#### The task
Output all lines exactly, with nothing added or dropped.

#### Data supplied
########################################

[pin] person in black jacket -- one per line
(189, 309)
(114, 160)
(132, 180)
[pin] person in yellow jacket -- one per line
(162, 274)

########################################

#### Response
[pin] person in black jacket -- one per line
(189, 309)
(114, 160)
(132, 180)
[pin] person in yellow jacket -- one per line
(162, 274)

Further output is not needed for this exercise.